┌─ AVAILABLE RECORDS

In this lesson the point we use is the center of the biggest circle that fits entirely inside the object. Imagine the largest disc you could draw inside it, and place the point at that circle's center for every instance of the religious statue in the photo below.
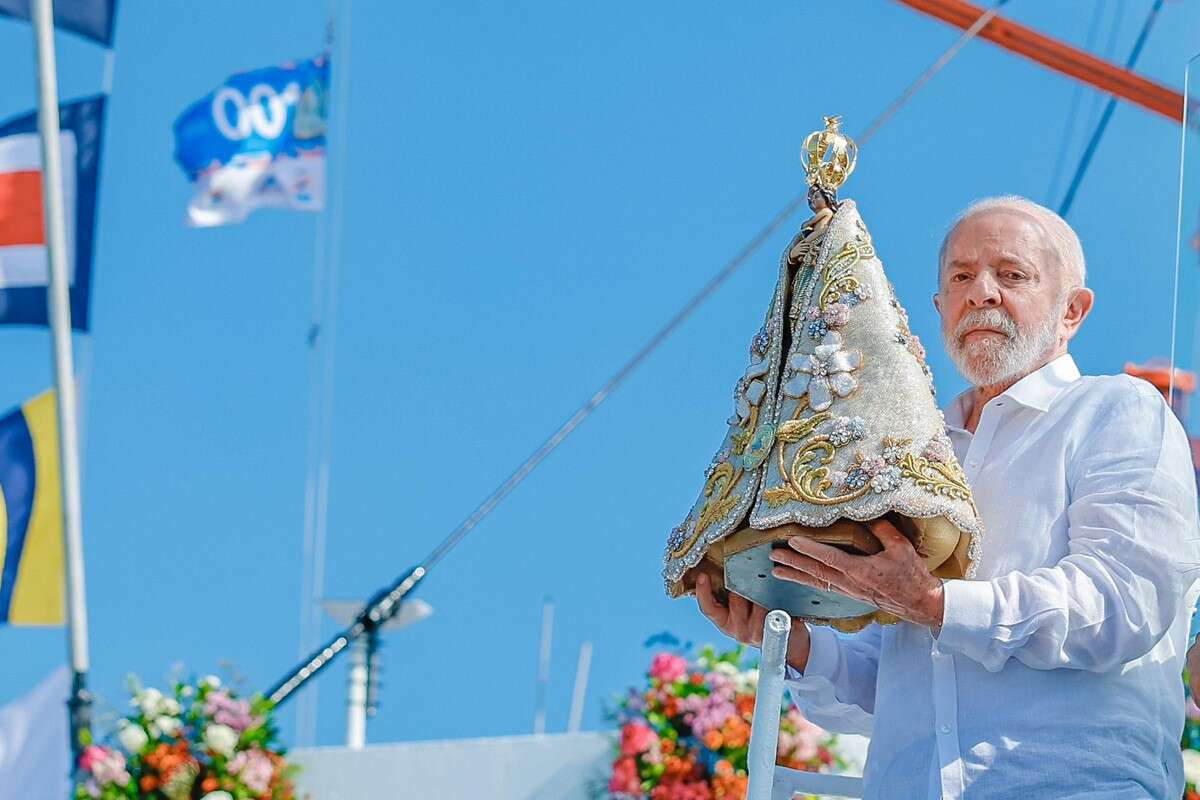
(834, 423)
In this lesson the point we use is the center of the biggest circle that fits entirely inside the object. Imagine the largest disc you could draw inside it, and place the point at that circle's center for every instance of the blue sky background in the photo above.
(532, 188)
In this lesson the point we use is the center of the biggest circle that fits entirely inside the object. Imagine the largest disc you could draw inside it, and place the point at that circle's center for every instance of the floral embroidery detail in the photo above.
(886, 480)
(750, 391)
(917, 348)
(760, 447)
(825, 373)
(939, 450)
(822, 320)
(760, 343)
(894, 449)
(858, 295)
(718, 459)
(846, 429)
(678, 535)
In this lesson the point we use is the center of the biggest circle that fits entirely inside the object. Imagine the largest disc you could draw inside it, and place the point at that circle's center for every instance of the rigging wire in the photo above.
(1107, 116)
(387, 602)
(1077, 96)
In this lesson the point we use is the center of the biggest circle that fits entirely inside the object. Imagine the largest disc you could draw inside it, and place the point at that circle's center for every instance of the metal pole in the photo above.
(581, 687)
(357, 701)
(547, 632)
(64, 370)
(765, 728)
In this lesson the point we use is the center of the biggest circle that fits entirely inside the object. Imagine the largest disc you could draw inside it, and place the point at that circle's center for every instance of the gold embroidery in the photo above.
(937, 477)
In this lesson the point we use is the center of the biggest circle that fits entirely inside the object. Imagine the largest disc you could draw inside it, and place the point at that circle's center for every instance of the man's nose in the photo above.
(984, 292)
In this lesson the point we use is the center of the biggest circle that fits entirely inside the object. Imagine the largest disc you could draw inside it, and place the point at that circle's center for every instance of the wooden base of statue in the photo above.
(741, 563)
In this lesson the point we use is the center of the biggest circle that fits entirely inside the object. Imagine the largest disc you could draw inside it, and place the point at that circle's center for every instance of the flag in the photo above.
(31, 566)
(90, 18)
(24, 266)
(258, 140)
(35, 752)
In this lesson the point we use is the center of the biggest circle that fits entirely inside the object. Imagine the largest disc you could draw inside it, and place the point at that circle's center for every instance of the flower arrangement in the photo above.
(199, 741)
(685, 737)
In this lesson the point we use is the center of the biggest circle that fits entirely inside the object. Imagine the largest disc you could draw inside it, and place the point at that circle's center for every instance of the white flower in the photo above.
(150, 702)
(221, 739)
(166, 726)
(726, 668)
(825, 373)
(886, 480)
(132, 737)
(1192, 767)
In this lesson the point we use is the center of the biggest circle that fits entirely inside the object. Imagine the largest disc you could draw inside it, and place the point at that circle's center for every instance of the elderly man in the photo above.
(1055, 673)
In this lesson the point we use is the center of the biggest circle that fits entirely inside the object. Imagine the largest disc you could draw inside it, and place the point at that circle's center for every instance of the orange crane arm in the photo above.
(1059, 56)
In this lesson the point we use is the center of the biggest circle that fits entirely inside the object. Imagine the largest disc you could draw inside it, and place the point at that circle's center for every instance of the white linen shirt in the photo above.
(1057, 671)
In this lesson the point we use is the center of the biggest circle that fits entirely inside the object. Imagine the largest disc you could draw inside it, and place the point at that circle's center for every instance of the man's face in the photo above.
(1001, 296)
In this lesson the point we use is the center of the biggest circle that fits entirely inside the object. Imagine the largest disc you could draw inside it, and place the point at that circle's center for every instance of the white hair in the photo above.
(1063, 241)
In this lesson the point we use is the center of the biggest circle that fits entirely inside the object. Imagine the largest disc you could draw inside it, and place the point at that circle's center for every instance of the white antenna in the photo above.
(581, 687)
(547, 633)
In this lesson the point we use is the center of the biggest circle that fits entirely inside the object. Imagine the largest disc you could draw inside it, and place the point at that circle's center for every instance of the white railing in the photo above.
(767, 781)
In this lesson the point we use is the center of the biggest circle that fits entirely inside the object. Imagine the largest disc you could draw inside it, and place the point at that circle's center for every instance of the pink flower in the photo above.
(669, 667)
(637, 738)
(105, 764)
(625, 779)
(837, 314)
(228, 711)
(874, 464)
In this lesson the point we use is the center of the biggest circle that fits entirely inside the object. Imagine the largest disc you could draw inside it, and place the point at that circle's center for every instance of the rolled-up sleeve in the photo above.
(1132, 555)
(837, 689)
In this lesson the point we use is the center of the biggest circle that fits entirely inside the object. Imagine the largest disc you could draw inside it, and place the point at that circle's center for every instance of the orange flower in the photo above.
(736, 732)
(730, 787)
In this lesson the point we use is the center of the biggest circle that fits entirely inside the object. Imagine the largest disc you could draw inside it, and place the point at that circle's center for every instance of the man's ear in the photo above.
(1079, 306)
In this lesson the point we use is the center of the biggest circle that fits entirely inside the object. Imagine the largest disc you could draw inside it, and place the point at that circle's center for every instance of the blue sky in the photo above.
(531, 190)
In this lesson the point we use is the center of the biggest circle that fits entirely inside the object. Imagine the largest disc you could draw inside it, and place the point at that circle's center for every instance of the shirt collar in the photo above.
(1036, 390)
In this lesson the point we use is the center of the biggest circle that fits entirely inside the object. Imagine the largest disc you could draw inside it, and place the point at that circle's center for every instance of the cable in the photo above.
(1086, 160)
(387, 602)
(1077, 95)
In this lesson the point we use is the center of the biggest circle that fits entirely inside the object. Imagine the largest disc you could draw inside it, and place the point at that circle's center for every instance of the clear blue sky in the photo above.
(532, 187)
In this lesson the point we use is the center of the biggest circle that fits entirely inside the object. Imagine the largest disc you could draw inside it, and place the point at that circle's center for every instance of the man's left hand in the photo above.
(894, 579)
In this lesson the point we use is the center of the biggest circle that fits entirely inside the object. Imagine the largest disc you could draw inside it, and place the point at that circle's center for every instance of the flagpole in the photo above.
(64, 370)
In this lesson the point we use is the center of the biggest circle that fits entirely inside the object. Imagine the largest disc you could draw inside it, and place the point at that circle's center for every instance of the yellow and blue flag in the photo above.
(31, 565)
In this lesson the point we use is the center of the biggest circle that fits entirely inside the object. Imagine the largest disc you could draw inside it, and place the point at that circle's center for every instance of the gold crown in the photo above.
(828, 156)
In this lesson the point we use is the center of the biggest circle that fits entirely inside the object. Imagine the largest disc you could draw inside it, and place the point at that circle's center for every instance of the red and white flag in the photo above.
(24, 265)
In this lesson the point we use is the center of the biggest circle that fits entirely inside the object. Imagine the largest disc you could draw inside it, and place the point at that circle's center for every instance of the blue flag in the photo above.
(258, 140)
(90, 18)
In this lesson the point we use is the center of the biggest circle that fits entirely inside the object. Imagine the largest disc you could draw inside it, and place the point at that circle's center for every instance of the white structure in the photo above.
(364, 661)
(547, 767)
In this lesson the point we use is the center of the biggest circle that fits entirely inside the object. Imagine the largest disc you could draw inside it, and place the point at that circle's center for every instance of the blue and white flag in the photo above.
(257, 142)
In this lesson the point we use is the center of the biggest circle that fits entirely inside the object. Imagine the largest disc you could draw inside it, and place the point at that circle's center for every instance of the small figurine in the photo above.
(833, 425)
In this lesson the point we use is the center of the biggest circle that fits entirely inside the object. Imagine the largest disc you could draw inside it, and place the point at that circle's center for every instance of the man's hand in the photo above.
(743, 620)
(893, 579)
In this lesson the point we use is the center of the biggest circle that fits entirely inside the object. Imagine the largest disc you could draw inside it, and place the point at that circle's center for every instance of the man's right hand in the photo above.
(743, 620)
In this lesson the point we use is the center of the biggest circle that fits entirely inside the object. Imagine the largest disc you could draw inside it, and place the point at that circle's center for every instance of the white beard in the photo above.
(989, 361)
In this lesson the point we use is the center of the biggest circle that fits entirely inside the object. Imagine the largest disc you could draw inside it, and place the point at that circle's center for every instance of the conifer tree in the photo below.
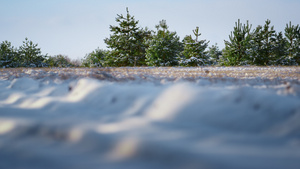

└─

Each line of the data must be transcribed exactly; pictures are not carried over.

▶ [RESPONSE TO THIS TASK]
In this lesson the point we use is the center of the biggest circle that fits entirely inside the object. Imagine the largest disc you could draw inside it, and place the point at that circle's center for every instance of the religious statue in the photo below.
(834, 423)
In this lesson the point we use is the center of the biggest circle that fits entirely inside the object. Imagine the largest disc you could draw inside it, and place the point at that circle's center for every instance of the blue sky background in the photo above.
(532, 188)
In this lesson the point we use is the center of the biggest circle that fits entirely inside the object. Imagine the largest disc you could draw inside it, and place the point at that circle's center for every instance of the floral embroidery detail in the photo above.
(886, 480)
(750, 391)
(917, 348)
(760, 447)
(825, 373)
(939, 450)
(822, 320)
(760, 343)
(894, 449)
(858, 295)
(718, 459)
(846, 429)
(678, 535)
In this lesson the point we use is the center of the biggest circle that fits entirely inside the object. Imagine the largest disc you could draw inside it, and place the point at that circle's center for every instance of the rigging wire in the photo above.
(1107, 116)
(387, 602)
(1077, 96)
In this lesson the point we use is the center of the biggest circle that fits entirely inside the object. Imagine the largest disc you could draw inside it, and place the point at that circle's center for every instance of the metal pole in the photo above.
(581, 687)
(357, 701)
(547, 632)
(64, 370)
(765, 728)
In this lesson the point we use is the center of the biggest circle that fits entirely inside the object. Imagine the largest disc you could draw inside it, and place the point at that circle's center for every instance of the gold embroidery in the photo above.
(937, 477)
In this lesson the point we use is the center of the biggest circle that fits entirely inside the object. Imagine the largest disc you could draw inside it, and place the point at that circle's center for every instance of the man's nose in the photo above.
(984, 292)
In this lesson the point we use is the center of the biggest circle that fits entirely inside the object. Imagine the largest disc you could draw inside it, and place the point at that circle's center for every instance of the wooden base of statue in the photo above.
(741, 563)
In this lesson the point we use is the center of the biggest circle that fits entirely inside the object. Imagine the largest disc you could draw inside it, and place the point at that circle's center for every instance of the flag in the photo above.
(31, 566)
(90, 18)
(24, 266)
(258, 140)
(35, 752)
In this lesson the point we use is the center of the biggest circle that fits entirely inside the object. Imagine the largest disc you could draw inside it, and place the point at that circle's center for every instance of the flower arrangement in the photo above.
(199, 741)
(685, 737)
In this lesson the point we use is the center of the biggest circle that fits entirely inside the object. Imagine the largest disc you could draw inside it, and place the point at that circle's center for every instance of the white flower in the photo above.
(150, 702)
(221, 739)
(166, 726)
(726, 668)
(825, 373)
(886, 480)
(132, 737)
(1192, 767)
In this lesson the point we use is the center of the biggest circle that fits entirely inside the object. Imagine the largest disc you could draw inside it, and place the point at that circle's center for every instance of the elderly man in the photo above.
(1055, 673)
In this lesson the point we use is the center of the biggest circle that fits entirely inside the object. Imagine the largest disc you could draw inside it, and place the point at that circle's center for every instance of the orange crane arm in the photo above.
(1059, 56)
In this lesson the point we use is the center of the biggest circle that fits entirely inside the object. Imagine the largest disc you could draw inside it, and place the point at that circle's center for every instance of the white linen shirt in the photo above.
(1057, 671)
In this lesson the point we use is the center of the biggest circle that fits entirely inside the object. Imagine the largest disc you could draw inside it, and place the point at that circle's center for every instance of the man's face in the photo above.
(1001, 296)
In this lesson the point we use is the center of the biggest circle that fits entirely inside the object. Imagine the largest disc you could draw inside it, and place the point at that circle's center for every instance of the white hair in the photo above.
(1063, 241)
In this lesson the point we use is the center of the biggest circle that fits entirely inside the object. Imagine the largest disc you could draw inside it, and place the point at that circle's center for every instance of the white antenna in the photo above.
(581, 687)
(547, 633)
In this lesson the point we use is the center of the biggest circle that fits entirely inside the object. Imagine the largest disc you could draw inside it, and place the point at that circle's center for every instance of the white railing in the photo above.
(767, 781)
In this lesson the point we use is the center of the biggest circle that fits entirely inside the object. Imagine the largest disc you could draw inside it, and place the point at that circle's center for every instance of the pink flower in the photo above.
(669, 667)
(637, 738)
(105, 764)
(625, 779)
(837, 314)
(228, 711)
(874, 464)
In this lesson the point we use is the center of the biggest circle that fits entirely inside the object. Imagine the largest disc you could draw inside it, and place the point at that circle's center for every instance of the rolled-up sleeve in the photo above.
(1132, 555)
(837, 689)
In this lesson the point we use is the center of the biggest circle that fits entirely inside the object. Imagine the largest disc you could draw inside it, and place the point at that circle's center for every instance of the orange flower in the photo above.
(736, 732)
(730, 787)
In this lesson the point we use is the center of the biggest circle that fits entirely inside the object. Imagine the largest disc you could draw inside it, and place the point at that circle's center for every instance of the man's ear in the photo above.
(1079, 306)
In this lesson the point we use is the center of the biggest circle that fits entirely inside the object. Imagine the largest disc you could draw inside it, and place the point at that circle's center for every instance of the blue sky in the photo above.
(531, 190)
In this lesson the point we use is the center of the biggest circle that fits entirely inside the object. Imagine the largest disc you could draw inside it, and place the point at that circle's center for every instance of the shirt collar in the photo above.
(1036, 390)
In this lesson the point we use is the center of the biggest circle that fits entirely inside the object. Imagine the largest disc you could draw inside it, and place the point at that circle's center for every instance of the cable in the photo above.
(1086, 160)
(387, 602)
(1077, 95)
In this lesson the point we use is the center of the biggest circle that fits entirely inside the object. Imagine the largest disc you could draw inside it, and place the point at that circle's center for every instance of the clear blue sky in the photo above.
(532, 187)
In this lesson the point we use is the center of the biggest circle that fits entirely inside the object. Imagine the largest disc you could draw inside it, and place the point at that circle's center for every instance of the man's left hand in the photo above.
(894, 579)
In this lesson the point we use is the center of the biggest circle that fits entirely inside the object. Imagine the largest disc you could draw inside it, and place the point at that circle's center for every instance of the flagpole in the photo above.
(64, 370)
In this lesson the point we use is the center of the biggest circle that fits entirely inside the object. Imagine the largest disc you could draw inside it, and place the point at that circle's center for every instance of the yellow and blue flag in the photo above.
(31, 565)
In this lesson the point we use is the center of the biggest circle that fits entirely inside the object. Imagine the largest disc you could draw inside it, and place the point at that circle's center for every instance of the gold crown in the photo above.
(828, 156)
In this lesson the point we use is the center of the biggest circle that fits entirely inside the object. Imagine the largest disc you could draw inside it, and place the point at that circle's center for every instance of the red and white flag in the photo above.
(24, 265)
In this lesson the point we use is the center of the biggest circle that fits entirely inside the object. Imagine the largest disc you could draw inside it, and place the point at that circle's center for every instance of the blue flag in the photo above.
(258, 140)
(90, 18)
In this lesson the point we use is the center of the biggest circle that fits entirely inside the object. Imagine the largest disc you could draw inside it, and place the point at that circle's center for every instance of the white structure in the photo above.
(364, 661)
(547, 767)
In this lesson the point we use is the center of the biggest circle that fits entirely inside the object. Imagine the largest disc you could draw inside it, and place the point at that circle's center for every instance of the blue and white flag in the photo above.
(257, 142)
In this lesson the point we use is the center of the biggest circle that fits entirely inside the object. Imagine the largest disc you could draw inside it, and place the point at that circle's center for every instance of the small figurine in the photo above.
(833, 425)
In this lesson the point we use is the center of the biggest circle that fits entirely inside the object. Imagine the largest disc you could draw inside it, and place the point at that circle's center for every instance of the man's hand in the photo above.
(743, 620)
(893, 579)
In this lesson the point we use is the center of the biggest circle that fits entirely inside the object. Imagine the largest disc you could draw inside it, and place the point at that circle's center for every instance of the man's right hand in the photo above.
(743, 620)
In this lesson the point we use is the center of the biggest circle that fits entirely inside the object. Imagine the largest disc you could draw inside it, and place the point at that circle's center for every instance of the white beard in the photo above.
(989, 361)
In this lesson the point we use is the center of the biggest circle that fits entirely inside the object. Imagine the largest disc you could draw inside it, and place the point at that circle's center for every instance of the conifer tree in the photo below.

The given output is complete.